» ASSIGNED TASK: Nothing in the records may be left out or altered; reproduce them all exactly.

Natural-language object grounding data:
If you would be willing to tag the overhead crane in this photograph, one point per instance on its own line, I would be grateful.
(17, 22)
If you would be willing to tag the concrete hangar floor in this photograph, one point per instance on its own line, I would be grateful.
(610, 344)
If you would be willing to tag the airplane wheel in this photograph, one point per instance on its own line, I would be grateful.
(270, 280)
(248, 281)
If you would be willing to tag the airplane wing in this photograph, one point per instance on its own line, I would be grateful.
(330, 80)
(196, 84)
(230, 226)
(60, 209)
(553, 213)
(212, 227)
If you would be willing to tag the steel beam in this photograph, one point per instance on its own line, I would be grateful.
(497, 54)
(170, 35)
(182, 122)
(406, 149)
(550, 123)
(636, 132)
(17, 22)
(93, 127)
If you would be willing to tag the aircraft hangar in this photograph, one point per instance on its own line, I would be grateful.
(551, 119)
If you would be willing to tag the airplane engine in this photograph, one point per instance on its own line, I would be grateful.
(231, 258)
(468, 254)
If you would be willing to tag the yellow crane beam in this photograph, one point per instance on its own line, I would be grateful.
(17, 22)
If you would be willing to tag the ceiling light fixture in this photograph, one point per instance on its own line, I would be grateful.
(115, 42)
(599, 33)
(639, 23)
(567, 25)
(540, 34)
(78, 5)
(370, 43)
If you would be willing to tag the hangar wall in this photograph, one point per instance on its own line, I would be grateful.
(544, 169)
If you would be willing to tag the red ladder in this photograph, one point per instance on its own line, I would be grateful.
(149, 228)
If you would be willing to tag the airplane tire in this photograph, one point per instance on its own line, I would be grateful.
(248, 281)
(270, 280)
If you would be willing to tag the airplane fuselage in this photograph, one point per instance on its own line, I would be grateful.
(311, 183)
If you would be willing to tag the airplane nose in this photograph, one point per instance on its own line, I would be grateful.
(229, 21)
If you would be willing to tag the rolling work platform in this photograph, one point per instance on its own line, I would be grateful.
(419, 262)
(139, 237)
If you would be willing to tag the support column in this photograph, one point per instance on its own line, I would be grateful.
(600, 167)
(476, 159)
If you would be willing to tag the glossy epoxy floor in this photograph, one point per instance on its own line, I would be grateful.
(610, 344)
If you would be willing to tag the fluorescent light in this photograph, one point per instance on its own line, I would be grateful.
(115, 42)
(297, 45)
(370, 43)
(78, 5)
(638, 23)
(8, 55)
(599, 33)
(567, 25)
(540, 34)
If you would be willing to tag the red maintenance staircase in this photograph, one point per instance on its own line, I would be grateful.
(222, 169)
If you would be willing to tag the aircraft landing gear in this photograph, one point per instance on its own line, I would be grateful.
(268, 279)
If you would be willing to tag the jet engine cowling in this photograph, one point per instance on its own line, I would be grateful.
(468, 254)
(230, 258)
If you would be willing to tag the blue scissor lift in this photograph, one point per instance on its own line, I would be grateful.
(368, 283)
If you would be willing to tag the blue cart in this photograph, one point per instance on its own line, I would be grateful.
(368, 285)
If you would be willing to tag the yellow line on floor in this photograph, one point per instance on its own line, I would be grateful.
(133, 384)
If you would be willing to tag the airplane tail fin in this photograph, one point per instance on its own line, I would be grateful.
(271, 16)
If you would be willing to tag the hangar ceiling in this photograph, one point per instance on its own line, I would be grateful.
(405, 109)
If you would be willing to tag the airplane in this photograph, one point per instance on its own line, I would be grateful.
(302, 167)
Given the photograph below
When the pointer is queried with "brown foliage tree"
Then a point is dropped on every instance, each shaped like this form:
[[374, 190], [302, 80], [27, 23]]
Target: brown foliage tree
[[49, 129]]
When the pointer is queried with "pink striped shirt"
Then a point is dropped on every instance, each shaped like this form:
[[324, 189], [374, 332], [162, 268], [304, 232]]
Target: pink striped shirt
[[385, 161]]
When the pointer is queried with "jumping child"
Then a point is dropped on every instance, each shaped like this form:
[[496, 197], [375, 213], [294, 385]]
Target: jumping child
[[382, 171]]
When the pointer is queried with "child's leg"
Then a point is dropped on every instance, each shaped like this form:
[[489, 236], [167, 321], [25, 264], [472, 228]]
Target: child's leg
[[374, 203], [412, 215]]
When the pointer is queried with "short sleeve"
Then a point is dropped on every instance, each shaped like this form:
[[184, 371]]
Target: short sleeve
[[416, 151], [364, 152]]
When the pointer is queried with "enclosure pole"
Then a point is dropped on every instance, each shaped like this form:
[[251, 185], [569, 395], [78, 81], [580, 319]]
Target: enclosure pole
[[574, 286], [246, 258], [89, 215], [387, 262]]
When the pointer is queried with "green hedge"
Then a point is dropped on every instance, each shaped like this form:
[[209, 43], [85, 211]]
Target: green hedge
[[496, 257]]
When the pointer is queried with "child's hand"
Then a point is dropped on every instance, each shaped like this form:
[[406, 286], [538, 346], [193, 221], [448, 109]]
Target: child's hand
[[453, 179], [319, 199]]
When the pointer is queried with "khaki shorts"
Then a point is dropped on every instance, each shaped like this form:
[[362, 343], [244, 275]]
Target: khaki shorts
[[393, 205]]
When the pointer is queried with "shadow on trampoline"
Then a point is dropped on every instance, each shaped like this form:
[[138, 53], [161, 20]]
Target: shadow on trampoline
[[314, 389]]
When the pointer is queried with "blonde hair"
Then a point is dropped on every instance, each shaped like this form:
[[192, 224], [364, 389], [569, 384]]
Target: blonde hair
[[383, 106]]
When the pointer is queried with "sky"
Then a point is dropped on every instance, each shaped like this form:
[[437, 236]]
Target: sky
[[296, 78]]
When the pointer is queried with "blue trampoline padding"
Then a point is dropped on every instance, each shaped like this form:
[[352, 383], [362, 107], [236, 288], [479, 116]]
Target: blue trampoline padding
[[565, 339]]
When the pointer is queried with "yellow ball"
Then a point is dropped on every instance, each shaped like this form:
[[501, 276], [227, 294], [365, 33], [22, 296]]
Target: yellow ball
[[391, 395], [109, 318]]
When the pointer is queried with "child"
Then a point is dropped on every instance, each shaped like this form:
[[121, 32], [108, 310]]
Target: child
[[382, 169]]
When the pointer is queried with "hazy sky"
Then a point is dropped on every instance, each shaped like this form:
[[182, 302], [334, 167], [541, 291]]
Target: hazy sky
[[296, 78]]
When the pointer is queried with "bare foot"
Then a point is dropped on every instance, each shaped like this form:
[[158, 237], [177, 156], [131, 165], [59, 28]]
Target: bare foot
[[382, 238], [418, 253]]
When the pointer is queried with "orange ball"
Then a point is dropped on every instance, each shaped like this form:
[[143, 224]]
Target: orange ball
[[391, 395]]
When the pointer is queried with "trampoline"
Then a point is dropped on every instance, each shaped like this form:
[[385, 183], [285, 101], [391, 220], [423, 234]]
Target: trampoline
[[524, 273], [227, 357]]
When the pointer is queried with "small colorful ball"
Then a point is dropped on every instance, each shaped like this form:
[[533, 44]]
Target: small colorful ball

» THE ANSWER:
If you would be willing to tag the overhead crane in this photograph, one point per instance on its own line, I would be grateful.
(17, 22)
If you would be willing to tag the concrete hangar floor in this photograph, one point per instance on its own line, I would be grateful.
(610, 344)
If you would be willing to tag the airplane wheel in this photograph, one point per instance on its own line, I would be grateful.
(270, 280)
(248, 281)
If you would be willing to tag the airplane wing in this photograph, one point per instance on its own line, I would be grateful.
(330, 80)
(196, 84)
(230, 226)
(60, 209)
(553, 213)
(212, 227)
If you would be willing to tag the steel beam in this photograph, one point per instance on its own line, I would be grateful.
(497, 54)
(170, 35)
(182, 122)
(406, 149)
(550, 123)
(636, 132)
(17, 22)
(93, 127)
If you would be willing to tag the aircraft hangar in this photograph, one point per instance on its own line, I would be grateful.
(551, 119)
If you would be willing to tag the airplane engine in this photograph, one point per instance on its own line, I would be grateful.
(231, 258)
(468, 254)
If you would be willing to tag the yellow crane beam in this photograph, one point per instance on its own line, I would be grateful.
(17, 22)
If you would be willing to tag the ceiling light fixture in this photograph, one point per instance on its own line, I would be grateful.
(115, 42)
(599, 33)
(639, 23)
(567, 25)
(540, 34)
(78, 5)
(370, 43)
If you would be willing to tag the hangar wall in this photograph, one point per instance on its own line, I would be grateful.
(544, 169)
If you would be willing to tag the red ladder in this photograph, one point per instance on its own line, I would be grateful.
(149, 228)
If you would be willing to tag the airplane tire in this photograph, one point per instance on its own line, I would be grateful.
(248, 281)
(270, 280)
If you would be willing to tag the airplane fuselage in this photograph, one point per instance on its own line, I would be grateful.
(311, 183)
If you would be willing to tag the airplane nose in this photograph, one point per instance on its own line, I would be grateful.
(229, 21)
If you would be willing to tag the rolling work platform in this photograph, one point per instance on its own line, I would be grateful.
(419, 262)
(139, 237)
If you would be willing to tag the support column in this photograph, one point per instance on its own line, I would be grateful.
(600, 167)
(476, 159)
If you would be willing to tag the glossy epoxy floor in this photograph, one point per instance on its own line, I would be grateful.
(610, 344)
If you would be willing to tag the fluorescent light in this photograph, one point per instance on its own line, I would be grateful.
(115, 42)
(297, 45)
(370, 43)
(78, 5)
(638, 23)
(8, 55)
(599, 33)
(567, 25)
(540, 34)
If you would be willing to tag the red maintenance staircase in this photograph, one point per instance on its own line, I would be grateful.
(222, 169)
If you would be willing to tag the aircraft landing gear in this photograph, one point per instance on its own line, I would be grateful.
(268, 279)
If you would be willing to tag the jet engine cowling in this photograph, one point per instance on its own line, I would be grateful.
(468, 254)
(230, 258)
If you would be willing to tag the blue scissor lift in this photograph, one point per instance on its own line, I would be grateful.
(368, 283)
If you would be willing to tag the blue cart in this photograph, one point per instance on its own line, I would be grateful.
(368, 285)
If you would be willing to tag the yellow line on floor in this photograph, one point per instance on its own line, I would be grateful.
(133, 384)
If you would be willing to tag the airplane tail fin in this photograph, one point per instance on its own line, I would be grateful.
(271, 16)
If you would be willing to tag the hangar ceiling in this photograph, one point per instance on its own line, I would be grateful.
(405, 109)
If you would be willing to tag the airplane in this photograph, one point per instance on its own line, I would be grateful.
(302, 167)
Given the photograph below
When the pointer is queried with "brown foliage tree"
Then a point is dropped on every instance, each shaped like this form:
[[374, 190], [302, 80], [27, 23]]
Target: brown foliage tree
[[49, 129]]
When the pointer is queried with "pink striped shirt"
Then a point is dropped on every instance, each shaped like this form:
[[324, 189], [374, 332], [162, 268], [304, 232]]
Target: pink striped shirt
[[385, 161]]
When the pointer is queried with "jumping child"
Then a point is dropped on every instance, each shaped like this form:
[[496, 197], [375, 213], [294, 385]]
Target: jumping child
[[382, 171]]
When the pointer is queried with "child's leg"
Then a point is dropped on every instance, each shaped like this form:
[[489, 236], [167, 321], [25, 264], [472, 228]]
Target: child's leg
[[374, 203], [412, 215]]
When the pointer is queried with "short sleeve"
Then a point is dropped on every instance, each shaped like this form:
[[184, 371]]
Target: short sleeve
[[416, 151], [364, 152]]
When the pointer is queried with "enclosure pole"
Then a point is dropped on every instance, each shaped like this form:
[[251, 185], [569, 395], [78, 81], [580, 319]]
Target: enclosure pole
[[574, 286], [246, 258], [89, 215], [387, 262]]
When the pointer is queried with "green hedge"
Then a point is dropped on every instance, each shaped like this form:
[[209, 43], [85, 211]]
Target: green hedge
[[496, 257]]
When the pointer is queried with "child's hand"
Then a point is dropped on every instance, each shaped like this form:
[[406, 286], [538, 346], [193, 221], [448, 109]]
Target: child's hand
[[453, 179], [319, 199]]
When the pointer is queried with "khaki shorts"
Then a point is dropped on every instance, each shaped like this form:
[[362, 343], [244, 275]]
Target: khaki shorts
[[393, 205]]
When the pointer is queried with "shadow on trampoline"
Then a point is dropped on every instance, each shaped like this form:
[[138, 53], [161, 20]]
Target: shadow on trampoline
[[314, 389]]
When the pointer is queried with "blonde hair"
Then a point is dropped on every instance, each shaped like this form:
[[192, 224], [364, 389], [569, 384]]
Target: blonde hair
[[383, 106]]
When the pointer is queried with "sky"
Then a point is dropped on every instance, each shaped like this form:
[[437, 236]]
Target: sky
[[296, 78]]
When the pointer is queried with "blue trampoline padding"
Then a point is dropped on every instance, each shaped like this form:
[[352, 383], [362, 107], [236, 288], [479, 116]]
Target: blue trampoline padding
[[565, 339]]
When the pointer is queried with "yellow ball"
Then a point is dropped on every instance, each shaped like this form:
[[501, 276], [227, 294], [365, 33], [22, 296]]
Target: yellow ball
[[391, 395], [109, 318]]
When the pointer is queried with "child"
Then a point is dropped on every instance, each shaped like this form:
[[121, 32], [108, 310]]
Target: child
[[382, 169]]
When the pointer is queried with "hazy sky"
Then a point is dropped on every instance, each shaped like this form:
[[182, 302], [334, 167], [541, 291]]
Target: hazy sky
[[296, 78]]
When the pointer is queried with "bare foot"
Then a point is dropped on every instance, each shaped like this form:
[[158, 237], [177, 156], [131, 165], [59, 28]]
Target: bare foot
[[382, 238], [418, 253]]
When the pointer is queried with "orange ball"
Then a point is dropped on every instance, each shaped like this form:
[[143, 224]]
Target: orange ball
[[391, 395]]
When the pointer is queried with "trampoline"
Then a point is dropped on every instance, each shaped like this form:
[[385, 183], [285, 101], [391, 220], [423, 234]]
Target: trampoline
[[524, 273], [227, 357]]
When the pointer is queried with "small colorful ball"
Then a point is dropped on every instance, each shaped like this form:
[[533, 44]]
Target: small colorful ball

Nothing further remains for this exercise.